Please recast the stretch of the listing below, from the line that contains "Goal: Detect the flag" through the line that contains "xmin=105 ymin=275 xmax=352 ymax=531", as a numbered list, leaving out any blank lines.

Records
>> BEGIN
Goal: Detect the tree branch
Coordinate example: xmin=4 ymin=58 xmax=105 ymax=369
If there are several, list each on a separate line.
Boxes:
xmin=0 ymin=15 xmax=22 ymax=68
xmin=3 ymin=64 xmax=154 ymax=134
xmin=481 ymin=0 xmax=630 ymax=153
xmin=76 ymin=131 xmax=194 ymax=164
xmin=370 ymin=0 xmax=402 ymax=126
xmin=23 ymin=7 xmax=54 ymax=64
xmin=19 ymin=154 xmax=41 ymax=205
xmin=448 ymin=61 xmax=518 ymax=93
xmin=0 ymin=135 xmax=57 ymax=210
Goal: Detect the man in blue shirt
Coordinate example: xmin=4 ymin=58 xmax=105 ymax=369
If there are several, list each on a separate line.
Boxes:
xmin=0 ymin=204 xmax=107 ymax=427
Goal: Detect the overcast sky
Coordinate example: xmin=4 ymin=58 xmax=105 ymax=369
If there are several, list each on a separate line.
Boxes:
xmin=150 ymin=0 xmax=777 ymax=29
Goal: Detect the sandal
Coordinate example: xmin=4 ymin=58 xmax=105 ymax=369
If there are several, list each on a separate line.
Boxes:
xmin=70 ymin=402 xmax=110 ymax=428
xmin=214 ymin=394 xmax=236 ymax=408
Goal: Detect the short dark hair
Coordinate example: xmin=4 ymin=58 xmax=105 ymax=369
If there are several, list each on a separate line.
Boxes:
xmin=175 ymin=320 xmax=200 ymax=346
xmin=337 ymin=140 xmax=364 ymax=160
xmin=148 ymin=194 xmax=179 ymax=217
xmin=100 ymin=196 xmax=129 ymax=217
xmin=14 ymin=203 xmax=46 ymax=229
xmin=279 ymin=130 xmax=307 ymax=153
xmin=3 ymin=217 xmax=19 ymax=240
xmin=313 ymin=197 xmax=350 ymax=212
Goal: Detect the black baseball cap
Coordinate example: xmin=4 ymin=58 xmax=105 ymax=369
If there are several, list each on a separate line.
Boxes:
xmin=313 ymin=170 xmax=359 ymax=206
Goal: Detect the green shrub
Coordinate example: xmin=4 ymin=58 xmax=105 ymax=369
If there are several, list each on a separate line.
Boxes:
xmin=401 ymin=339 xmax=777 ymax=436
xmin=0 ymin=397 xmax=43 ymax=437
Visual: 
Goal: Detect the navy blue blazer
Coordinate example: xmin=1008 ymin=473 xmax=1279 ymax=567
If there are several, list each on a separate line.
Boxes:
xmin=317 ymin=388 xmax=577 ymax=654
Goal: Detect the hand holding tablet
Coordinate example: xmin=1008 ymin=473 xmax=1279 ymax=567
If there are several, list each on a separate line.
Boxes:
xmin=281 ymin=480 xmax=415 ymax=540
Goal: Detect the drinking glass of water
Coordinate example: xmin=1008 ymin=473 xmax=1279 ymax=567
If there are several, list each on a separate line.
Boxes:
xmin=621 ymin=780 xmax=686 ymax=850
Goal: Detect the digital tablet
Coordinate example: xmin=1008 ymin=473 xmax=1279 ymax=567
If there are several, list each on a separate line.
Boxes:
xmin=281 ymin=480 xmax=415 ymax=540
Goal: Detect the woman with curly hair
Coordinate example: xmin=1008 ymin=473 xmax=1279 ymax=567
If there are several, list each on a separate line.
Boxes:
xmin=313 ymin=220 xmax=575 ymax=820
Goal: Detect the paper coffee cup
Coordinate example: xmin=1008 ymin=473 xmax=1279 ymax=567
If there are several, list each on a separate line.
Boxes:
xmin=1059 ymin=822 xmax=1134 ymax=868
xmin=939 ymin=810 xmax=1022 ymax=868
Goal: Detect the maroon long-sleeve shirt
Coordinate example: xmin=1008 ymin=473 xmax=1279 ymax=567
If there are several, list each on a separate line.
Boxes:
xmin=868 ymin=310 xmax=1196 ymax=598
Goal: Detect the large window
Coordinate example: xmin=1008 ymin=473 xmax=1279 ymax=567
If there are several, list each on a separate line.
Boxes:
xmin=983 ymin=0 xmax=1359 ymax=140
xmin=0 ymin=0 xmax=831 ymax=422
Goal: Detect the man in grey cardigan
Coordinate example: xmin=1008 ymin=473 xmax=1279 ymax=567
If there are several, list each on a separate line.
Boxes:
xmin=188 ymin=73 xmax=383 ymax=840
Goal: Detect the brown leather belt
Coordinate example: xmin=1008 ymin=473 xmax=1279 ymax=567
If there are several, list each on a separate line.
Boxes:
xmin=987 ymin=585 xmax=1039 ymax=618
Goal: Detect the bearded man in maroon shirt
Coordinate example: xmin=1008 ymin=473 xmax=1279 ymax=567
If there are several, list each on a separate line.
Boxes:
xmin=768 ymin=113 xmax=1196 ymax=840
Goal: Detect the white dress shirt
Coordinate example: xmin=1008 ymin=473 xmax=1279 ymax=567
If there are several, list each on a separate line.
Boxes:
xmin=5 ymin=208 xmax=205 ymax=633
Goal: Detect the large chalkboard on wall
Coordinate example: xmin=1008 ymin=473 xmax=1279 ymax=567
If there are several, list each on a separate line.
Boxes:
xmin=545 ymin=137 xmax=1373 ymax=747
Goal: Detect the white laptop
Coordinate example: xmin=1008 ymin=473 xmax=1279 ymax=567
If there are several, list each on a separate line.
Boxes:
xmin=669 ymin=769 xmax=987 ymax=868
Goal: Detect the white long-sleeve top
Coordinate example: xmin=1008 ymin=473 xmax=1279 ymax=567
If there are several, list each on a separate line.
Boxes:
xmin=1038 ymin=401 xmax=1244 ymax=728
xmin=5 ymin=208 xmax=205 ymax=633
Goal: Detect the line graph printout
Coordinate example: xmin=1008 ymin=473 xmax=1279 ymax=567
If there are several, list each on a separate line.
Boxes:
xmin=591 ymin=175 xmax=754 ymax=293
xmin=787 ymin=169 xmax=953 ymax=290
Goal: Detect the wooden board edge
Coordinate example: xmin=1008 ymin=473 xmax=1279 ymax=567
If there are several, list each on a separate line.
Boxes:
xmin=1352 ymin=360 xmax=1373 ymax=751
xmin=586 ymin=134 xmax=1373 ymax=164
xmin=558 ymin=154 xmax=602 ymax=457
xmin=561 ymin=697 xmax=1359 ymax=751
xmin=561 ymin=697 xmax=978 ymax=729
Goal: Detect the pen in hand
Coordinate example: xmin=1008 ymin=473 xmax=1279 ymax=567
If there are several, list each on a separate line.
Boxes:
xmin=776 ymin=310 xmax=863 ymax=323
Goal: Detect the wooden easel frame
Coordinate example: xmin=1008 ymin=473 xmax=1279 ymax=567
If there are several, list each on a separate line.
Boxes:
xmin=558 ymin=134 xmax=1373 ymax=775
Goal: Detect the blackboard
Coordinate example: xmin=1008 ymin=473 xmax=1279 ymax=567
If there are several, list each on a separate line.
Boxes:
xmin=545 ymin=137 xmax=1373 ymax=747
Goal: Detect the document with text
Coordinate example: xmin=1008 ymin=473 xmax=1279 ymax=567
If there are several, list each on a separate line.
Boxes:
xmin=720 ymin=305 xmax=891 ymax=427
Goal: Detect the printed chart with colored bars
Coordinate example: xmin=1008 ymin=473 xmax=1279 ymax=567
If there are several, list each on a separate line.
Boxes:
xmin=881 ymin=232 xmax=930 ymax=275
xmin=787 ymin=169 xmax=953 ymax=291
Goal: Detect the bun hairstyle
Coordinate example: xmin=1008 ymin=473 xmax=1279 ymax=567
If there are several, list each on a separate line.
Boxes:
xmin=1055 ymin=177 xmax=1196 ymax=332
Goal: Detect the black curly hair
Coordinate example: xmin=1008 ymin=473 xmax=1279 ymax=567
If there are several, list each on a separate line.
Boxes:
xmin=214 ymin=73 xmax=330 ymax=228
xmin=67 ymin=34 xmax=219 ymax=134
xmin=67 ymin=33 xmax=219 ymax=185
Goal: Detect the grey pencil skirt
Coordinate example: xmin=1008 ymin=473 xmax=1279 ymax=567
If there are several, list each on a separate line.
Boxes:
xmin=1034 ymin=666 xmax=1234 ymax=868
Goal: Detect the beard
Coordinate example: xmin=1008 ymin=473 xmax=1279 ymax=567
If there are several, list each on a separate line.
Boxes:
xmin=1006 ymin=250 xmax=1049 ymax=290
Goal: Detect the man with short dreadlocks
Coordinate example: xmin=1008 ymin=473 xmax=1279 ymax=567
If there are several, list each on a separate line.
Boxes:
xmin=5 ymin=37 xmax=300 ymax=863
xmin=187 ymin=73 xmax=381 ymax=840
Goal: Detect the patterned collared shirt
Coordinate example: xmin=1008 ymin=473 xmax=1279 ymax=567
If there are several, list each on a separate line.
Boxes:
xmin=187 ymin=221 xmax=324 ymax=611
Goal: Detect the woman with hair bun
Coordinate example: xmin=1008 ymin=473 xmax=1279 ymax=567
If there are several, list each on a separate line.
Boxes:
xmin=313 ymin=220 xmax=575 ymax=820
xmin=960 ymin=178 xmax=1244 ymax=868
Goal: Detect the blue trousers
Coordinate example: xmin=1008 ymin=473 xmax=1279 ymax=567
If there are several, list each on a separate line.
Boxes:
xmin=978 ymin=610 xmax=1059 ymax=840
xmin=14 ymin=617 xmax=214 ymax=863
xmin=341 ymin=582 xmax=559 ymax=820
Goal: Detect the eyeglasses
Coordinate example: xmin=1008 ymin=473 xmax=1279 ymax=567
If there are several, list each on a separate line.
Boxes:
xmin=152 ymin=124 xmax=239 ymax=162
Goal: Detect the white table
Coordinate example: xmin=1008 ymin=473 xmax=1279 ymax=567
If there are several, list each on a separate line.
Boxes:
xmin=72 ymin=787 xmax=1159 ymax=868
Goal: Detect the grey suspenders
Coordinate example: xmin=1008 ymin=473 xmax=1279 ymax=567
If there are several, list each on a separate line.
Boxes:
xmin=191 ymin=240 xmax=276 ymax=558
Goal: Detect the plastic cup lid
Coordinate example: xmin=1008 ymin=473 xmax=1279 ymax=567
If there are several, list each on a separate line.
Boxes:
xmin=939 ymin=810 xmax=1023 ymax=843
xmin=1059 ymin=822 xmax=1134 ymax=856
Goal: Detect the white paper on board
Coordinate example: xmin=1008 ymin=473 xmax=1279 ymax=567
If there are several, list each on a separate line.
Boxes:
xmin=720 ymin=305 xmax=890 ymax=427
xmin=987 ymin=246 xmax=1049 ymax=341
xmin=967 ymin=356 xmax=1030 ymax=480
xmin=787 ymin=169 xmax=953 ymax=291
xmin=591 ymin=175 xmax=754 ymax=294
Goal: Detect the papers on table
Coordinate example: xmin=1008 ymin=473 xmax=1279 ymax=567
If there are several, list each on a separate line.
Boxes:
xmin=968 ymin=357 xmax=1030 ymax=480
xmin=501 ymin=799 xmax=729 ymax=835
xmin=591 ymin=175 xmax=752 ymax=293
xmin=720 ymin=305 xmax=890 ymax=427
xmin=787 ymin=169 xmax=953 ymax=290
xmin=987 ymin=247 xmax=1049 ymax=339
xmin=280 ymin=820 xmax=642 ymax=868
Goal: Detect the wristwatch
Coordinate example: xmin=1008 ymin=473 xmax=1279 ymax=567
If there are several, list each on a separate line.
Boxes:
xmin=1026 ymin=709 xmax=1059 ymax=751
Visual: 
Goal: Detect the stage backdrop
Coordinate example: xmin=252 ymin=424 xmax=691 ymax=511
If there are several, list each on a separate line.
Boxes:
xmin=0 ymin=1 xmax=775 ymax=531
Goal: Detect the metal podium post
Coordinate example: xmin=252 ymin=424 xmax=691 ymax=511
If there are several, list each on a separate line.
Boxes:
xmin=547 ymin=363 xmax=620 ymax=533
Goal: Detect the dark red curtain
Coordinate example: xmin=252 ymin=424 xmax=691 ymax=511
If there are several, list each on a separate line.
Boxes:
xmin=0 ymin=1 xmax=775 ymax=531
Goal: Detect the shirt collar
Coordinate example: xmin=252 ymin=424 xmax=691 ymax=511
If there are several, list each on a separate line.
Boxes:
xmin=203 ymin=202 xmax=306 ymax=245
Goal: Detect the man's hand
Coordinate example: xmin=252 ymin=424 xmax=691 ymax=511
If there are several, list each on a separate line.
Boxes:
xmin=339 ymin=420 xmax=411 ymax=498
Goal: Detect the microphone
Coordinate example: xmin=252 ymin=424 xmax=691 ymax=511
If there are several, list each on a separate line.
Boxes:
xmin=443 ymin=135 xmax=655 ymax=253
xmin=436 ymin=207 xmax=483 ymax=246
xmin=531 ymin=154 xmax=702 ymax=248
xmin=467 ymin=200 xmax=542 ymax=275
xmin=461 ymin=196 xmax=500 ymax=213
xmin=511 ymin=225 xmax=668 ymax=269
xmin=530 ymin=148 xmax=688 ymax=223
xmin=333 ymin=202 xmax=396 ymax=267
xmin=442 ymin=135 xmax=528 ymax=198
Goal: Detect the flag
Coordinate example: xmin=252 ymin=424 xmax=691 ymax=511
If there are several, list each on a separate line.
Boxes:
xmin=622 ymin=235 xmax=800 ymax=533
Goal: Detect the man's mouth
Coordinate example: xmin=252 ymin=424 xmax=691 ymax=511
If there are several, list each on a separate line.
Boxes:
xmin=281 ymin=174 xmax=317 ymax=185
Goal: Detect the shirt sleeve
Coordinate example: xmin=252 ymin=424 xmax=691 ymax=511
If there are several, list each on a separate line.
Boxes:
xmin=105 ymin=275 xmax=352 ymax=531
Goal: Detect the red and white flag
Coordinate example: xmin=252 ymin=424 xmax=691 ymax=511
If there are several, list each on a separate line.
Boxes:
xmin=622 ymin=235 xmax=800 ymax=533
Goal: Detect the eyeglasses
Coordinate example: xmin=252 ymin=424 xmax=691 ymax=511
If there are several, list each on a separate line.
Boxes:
>> END
## Solution to this task
1. Goal: Detect the flag
2. Coordinate example: xmin=252 ymin=424 xmax=691 ymax=511
3. If there are several, list each on a separate line.
4. Boxes:
5. xmin=622 ymin=235 xmax=800 ymax=533
6. Goal: Detect the man's mouth
7. Coordinate example: xmin=252 ymin=424 xmax=691 ymax=511
8. If there are several, list each on a separate line.
9. Boxes:
10. xmin=281 ymin=174 xmax=317 ymax=185
11. Goal: Detect the shirt sleeve
12. Coordinate example: xmin=252 ymin=424 xmax=691 ymax=511
13. If there are several, list each on a separate line.
14. Boxes:
15. xmin=105 ymin=275 xmax=352 ymax=531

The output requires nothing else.